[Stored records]
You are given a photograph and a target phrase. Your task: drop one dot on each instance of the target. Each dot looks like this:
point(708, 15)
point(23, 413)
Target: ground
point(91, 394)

# Work instruction:
Output all of the entries, exactly as they are written.

# Output below:
You are given a photograph and a target phrase. Your task: drop one dot on each instance of the target. Each dot looks like this:
point(708, 15)
point(23, 413)
Target: ground
point(91, 394)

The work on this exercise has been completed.